----- Provided records -----

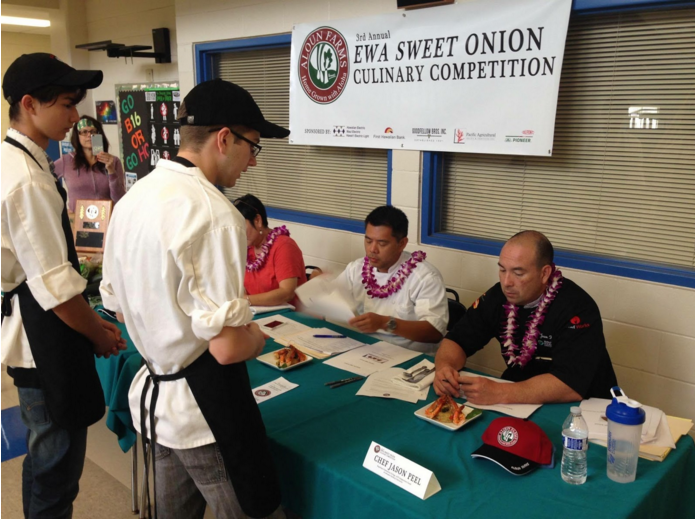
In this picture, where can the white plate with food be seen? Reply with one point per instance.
(446, 413)
(285, 359)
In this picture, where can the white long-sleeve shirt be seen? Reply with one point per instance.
(174, 266)
(421, 298)
(34, 247)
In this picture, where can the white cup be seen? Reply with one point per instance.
(625, 419)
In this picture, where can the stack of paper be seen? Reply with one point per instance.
(372, 358)
(312, 343)
(265, 309)
(521, 411)
(659, 435)
(322, 297)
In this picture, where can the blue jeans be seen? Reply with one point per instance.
(188, 479)
(54, 461)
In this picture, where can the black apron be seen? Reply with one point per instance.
(64, 358)
(223, 394)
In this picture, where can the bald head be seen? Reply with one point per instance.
(525, 265)
(538, 241)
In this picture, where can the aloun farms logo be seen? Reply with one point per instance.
(323, 65)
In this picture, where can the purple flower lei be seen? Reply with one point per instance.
(394, 284)
(529, 341)
(265, 248)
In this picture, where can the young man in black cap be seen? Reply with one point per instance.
(49, 332)
(174, 268)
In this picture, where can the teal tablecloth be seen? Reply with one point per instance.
(319, 438)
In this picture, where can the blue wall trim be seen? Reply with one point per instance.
(313, 219)
(432, 195)
(205, 53)
(430, 215)
(598, 6)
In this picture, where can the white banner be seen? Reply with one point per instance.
(480, 76)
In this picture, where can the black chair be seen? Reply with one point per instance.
(456, 308)
(312, 270)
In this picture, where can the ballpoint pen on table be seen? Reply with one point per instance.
(341, 382)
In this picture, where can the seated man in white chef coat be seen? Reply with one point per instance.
(400, 298)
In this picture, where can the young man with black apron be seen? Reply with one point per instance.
(49, 333)
(174, 269)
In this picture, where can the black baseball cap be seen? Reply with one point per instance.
(40, 69)
(219, 102)
(517, 445)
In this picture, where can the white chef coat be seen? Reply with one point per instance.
(33, 242)
(174, 266)
(421, 298)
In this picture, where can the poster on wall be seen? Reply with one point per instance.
(149, 129)
(478, 77)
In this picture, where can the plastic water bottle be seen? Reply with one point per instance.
(574, 462)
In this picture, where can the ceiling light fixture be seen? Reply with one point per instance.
(29, 22)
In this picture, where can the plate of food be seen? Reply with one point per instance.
(285, 358)
(448, 414)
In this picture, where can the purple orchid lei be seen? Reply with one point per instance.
(529, 341)
(394, 284)
(265, 248)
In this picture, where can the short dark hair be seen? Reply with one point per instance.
(389, 216)
(544, 249)
(250, 206)
(193, 138)
(47, 95)
(80, 159)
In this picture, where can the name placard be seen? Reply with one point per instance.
(398, 470)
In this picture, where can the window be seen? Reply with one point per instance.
(619, 187)
(307, 181)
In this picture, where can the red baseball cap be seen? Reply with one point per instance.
(517, 445)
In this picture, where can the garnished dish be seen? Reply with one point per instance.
(285, 358)
(288, 356)
(447, 413)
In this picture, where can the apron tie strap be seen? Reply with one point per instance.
(148, 441)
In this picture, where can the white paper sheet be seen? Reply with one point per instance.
(320, 296)
(381, 384)
(521, 411)
(372, 358)
(655, 431)
(265, 309)
(423, 384)
(326, 345)
(272, 389)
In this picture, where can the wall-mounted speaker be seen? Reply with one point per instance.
(417, 4)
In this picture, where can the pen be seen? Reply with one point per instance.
(336, 384)
(341, 381)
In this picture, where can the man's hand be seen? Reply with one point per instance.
(446, 381)
(481, 390)
(369, 322)
(258, 337)
(111, 342)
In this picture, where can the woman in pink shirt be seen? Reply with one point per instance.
(275, 267)
(90, 177)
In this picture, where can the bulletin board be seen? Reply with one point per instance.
(148, 127)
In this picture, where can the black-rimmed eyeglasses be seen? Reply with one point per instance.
(255, 147)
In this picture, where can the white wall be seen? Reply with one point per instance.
(649, 327)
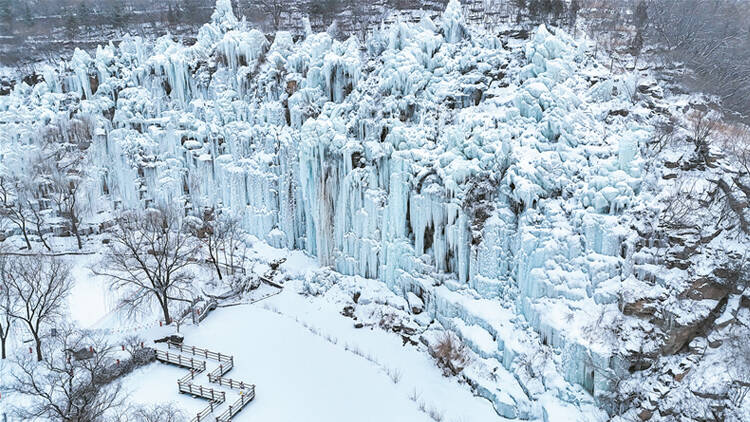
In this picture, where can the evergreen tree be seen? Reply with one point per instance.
(6, 13)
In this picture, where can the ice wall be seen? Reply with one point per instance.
(429, 157)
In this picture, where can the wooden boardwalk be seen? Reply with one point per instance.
(194, 359)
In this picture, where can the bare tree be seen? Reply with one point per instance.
(72, 384)
(40, 285)
(219, 234)
(148, 255)
(14, 206)
(157, 413)
(9, 302)
(275, 9)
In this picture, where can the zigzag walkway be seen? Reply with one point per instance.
(215, 397)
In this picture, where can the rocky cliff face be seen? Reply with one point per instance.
(512, 185)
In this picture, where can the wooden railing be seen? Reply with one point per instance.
(197, 351)
(197, 366)
(228, 382)
(179, 360)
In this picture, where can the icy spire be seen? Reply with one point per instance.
(454, 28)
(223, 16)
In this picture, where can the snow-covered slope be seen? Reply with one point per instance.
(490, 178)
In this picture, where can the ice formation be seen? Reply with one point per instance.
(463, 173)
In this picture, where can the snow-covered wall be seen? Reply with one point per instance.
(474, 171)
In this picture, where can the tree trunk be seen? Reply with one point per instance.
(26, 236)
(38, 348)
(165, 310)
(74, 226)
(216, 265)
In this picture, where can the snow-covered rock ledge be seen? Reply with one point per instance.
(474, 173)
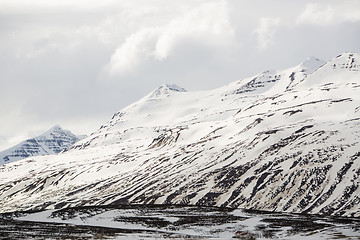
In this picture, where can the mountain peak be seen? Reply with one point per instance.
(53, 141)
(311, 64)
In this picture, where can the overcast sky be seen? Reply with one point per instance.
(75, 63)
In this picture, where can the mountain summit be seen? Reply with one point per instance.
(284, 141)
(52, 141)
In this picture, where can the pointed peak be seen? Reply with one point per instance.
(55, 128)
(172, 87)
(348, 55)
(311, 64)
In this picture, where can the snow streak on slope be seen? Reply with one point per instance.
(53, 141)
(280, 141)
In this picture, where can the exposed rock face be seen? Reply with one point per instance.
(53, 141)
(281, 141)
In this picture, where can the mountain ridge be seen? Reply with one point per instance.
(256, 144)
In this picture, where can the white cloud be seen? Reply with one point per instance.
(265, 31)
(207, 24)
(328, 14)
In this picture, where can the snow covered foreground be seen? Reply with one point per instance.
(284, 141)
(172, 222)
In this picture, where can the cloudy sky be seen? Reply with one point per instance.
(75, 63)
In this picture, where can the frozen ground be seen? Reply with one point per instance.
(171, 222)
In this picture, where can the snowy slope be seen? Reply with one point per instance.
(52, 141)
(280, 141)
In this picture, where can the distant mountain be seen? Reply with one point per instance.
(52, 141)
(284, 141)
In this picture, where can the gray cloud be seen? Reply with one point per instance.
(75, 63)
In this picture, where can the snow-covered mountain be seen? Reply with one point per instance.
(52, 141)
(284, 141)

-----

● Exercise instructions
Each record above should be duplicated word for word, with no pictures included.

● Written response
In this picture, where can the white plate with food be seen? Reply with one point per instance.
(446, 413)
(285, 359)
In this picture, where can the white long-sleeve shirt be seen? Reply with one point per instance.
(174, 266)
(421, 298)
(34, 247)
In this picture, where can the white cup be seen? Reply with one point per instance.
(625, 419)
In this picture, where can the stack of paper be seen? Reply with one point per instance.
(372, 358)
(312, 343)
(265, 309)
(521, 411)
(659, 435)
(322, 297)
In this picture, where can the blue jeans be seen? Reply with one point per instance.
(188, 479)
(54, 461)
In this picture, where can the black apron be seen? Reply with one point per instance.
(64, 358)
(223, 394)
In this picture, where can the bald head be seen? Reply with one point per instance.
(525, 265)
(538, 241)
In this picture, where can the aloun farms logo be seen? Reply with one point per instance.
(323, 65)
In this picture, where can the purple flower lei be seen? Reply with one point per instance.
(394, 284)
(529, 341)
(265, 248)
In this picture, where can the young man in black cap be seen? Reply with one point per instance.
(49, 332)
(174, 268)
In this picture, where can the teal tablecloth be seen? Reply with one point per instance.
(319, 438)
In this picture, where can the blue wall trim be seen? Reply with one point per instance.
(313, 219)
(432, 195)
(205, 53)
(430, 215)
(598, 6)
In this picture, where can the white banner be seen? Reply with one point per instance.
(480, 76)
In this picture, where can the black chair be seen? Reply with one point per instance.
(456, 308)
(312, 270)
In this picture, where can the ballpoint pen on table be seen? Reply with one point per instance.
(341, 382)
In this picture, where can the seated man in white chef coat be seen? Reply with one point per instance.
(400, 298)
In this picture, where can the young man with black apron be seen? Reply with one point per instance.
(49, 333)
(174, 269)
In this picture, where can the black baseball cap be seen? Reply with one point per instance.
(40, 69)
(219, 102)
(517, 445)
In this picture, where can the white chef coat be seen? Reply with one point per instance.
(33, 242)
(174, 266)
(421, 298)
In this picture, where can the poster on wall be seen? Reply with one point per instance.
(149, 129)
(478, 77)
In this picture, where can the plastic water bottle be seen? Reply with one point per instance.
(574, 462)
In this picture, where can the ceiling light fixture be seen? Reply with one point per instance.
(29, 22)
In this picture, where can the plate of food be seen? Reply with one point per instance.
(285, 358)
(448, 414)
In this picture, where can the purple orchid lei be seen? Reply with one point per instance.
(529, 341)
(394, 284)
(265, 248)
In this picture, where can the short dark hair be seen? Reply with one point per instance.
(389, 216)
(544, 249)
(250, 206)
(193, 138)
(47, 95)
(80, 159)
In this picture, where can the name placard be seen? Reply with one point per instance.
(398, 470)
In this picture, where can the window be seen? Reply with one point per instance.
(619, 187)
(307, 181)
In this picture, where can the red baseball cap be seen? Reply with one point per instance.
(517, 445)
In this picture, where can the garnished dish be seen? Reply with one point per instance.
(285, 358)
(288, 356)
(447, 413)
In this picture, where can the apron tie strap be seen? Reply with one point per instance.
(148, 441)
In this picture, where can the white paper sheet be seen? Reply with one point per instance.
(320, 296)
(381, 384)
(521, 411)
(372, 358)
(655, 431)
(265, 309)
(423, 384)
(326, 345)
(272, 389)
In this picture, where can the wall-mounted speaker be seen? Reply with one point per instance.
(417, 4)
In this picture, where can the pen be seen? Reply with one point per instance.
(336, 384)
(341, 381)
In this picture, where can the man's hand be seen? Reply with one point per instance.
(446, 381)
(481, 390)
(369, 322)
(258, 337)
(111, 342)
In this picture, where can the woman in pink shirt be seen? Reply with one point per instance.
(275, 267)
(90, 177)
In this picture, where can the bulletin board be seen? Reply with one point per instance.
(148, 127)
In this picture, where can the black-rimmed eyeglasses be seen? Reply with one point per instance.
(255, 147)
In this picture, where can the white wall be seen? Reply with one point per instance.
(649, 327)
In this picture, where can the evergreen tree be seen? Reply with one point per instance.
(6, 13)
In this picture, where can the ice wall be seen? Reply with one point per instance.
(429, 157)
In this picture, where can the wooden boardwalk be seen? Reply with one point per instance.
(194, 359)
In this picture, where can the bare tree be seen? Reply with one point per instance.
(72, 384)
(40, 285)
(219, 234)
(148, 255)
(14, 206)
(157, 413)
(9, 302)
(275, 9)
In this picture, where can the zigzag walkway be seen? Reply with one point per instance.
(215, 397)
In this picture, where can the rocky cliff face be seen? Reply with one point per instance.
(512, 185)
In this picture, where can the wooden railing be seen? Reply with one point per instance.
(197, 351)
(197, 366)
(228, 382)
(179, 360)
In this picture, where can the icy spire be seen? Reply with one point per instance.
(454, 28)
(223, 16)
In this picture, where can the snow-covered slope be seen? Reply with one point per instance.
(490, 178)
In this picture, where can the ice formation be seen? Reply with one point per instance.
(463, 173)
In this picture, where can the snow-covered wall be seen? Reply with one point per instance.
(474, 171)
In this picture, where can the tree trunk be seen? Reply with one point per instance.
(26, 236)
(38, 348)
(165, 310)
(74, 226)
(216, 265)
In this picture, where can the snow-covered rock ledge be seen? Reply with one point per instance.
(474, 173)
In this picture, where can the mountain peak be seen? Reply with one point per instance.
(53, 141)
(311, 64)
In this picture, where can the overcast sky be seen? Reply with one point per instance.
(75, 63)
In this picture, where can the mountain summit be seen? Reply with one point per instance.
(284, 141)
(52, 141)
In this picture, where can the pointed peak be seen? Reply with one point per instance.
(55, 128)
(172, 87)
(348, 55)
(311, 64)
In this picture, where can the snow streak on slope be seen? Reply with one point per instance.
(53, 141)
(280, 141)
In this picture, where can the exposed rock face be seen? Reply with one point per instance.
(53, 141)
(281, 141)
In this picture, where can the mountain ridge be seen? Reply with one point per instance.
(256, 144)
In this picture, where can the white cloud be seen? Reply with one point per instance.
(265, 31)
(207, 24)
(328, 14)
In this picture, where can the snow covered foreground be seen? Reply with one point per instance.
(284, 141)
(172, 222)
In this picture, where can the cloudy sky be seen? Reply with one point per instance.
(75, 63)
In this picture, where can the frozen ground be seen? Reply with one point per instance.
(171, 222)
In this picture, where can the snowy slope be seen? Reply with one point per instance.
(52, 141)
(280, 141)
In this picture, where can the distant mountain be seen? Reply with one point per instance.
(52, 141)
(284, 141)
In this picture, where can the gray cloud be seen? Reply with one point per instance.
(75, 63)
In this picture, where can the snow-covered mountain be seen? Reply with one point per instance.
(52, 141)
(284, 141)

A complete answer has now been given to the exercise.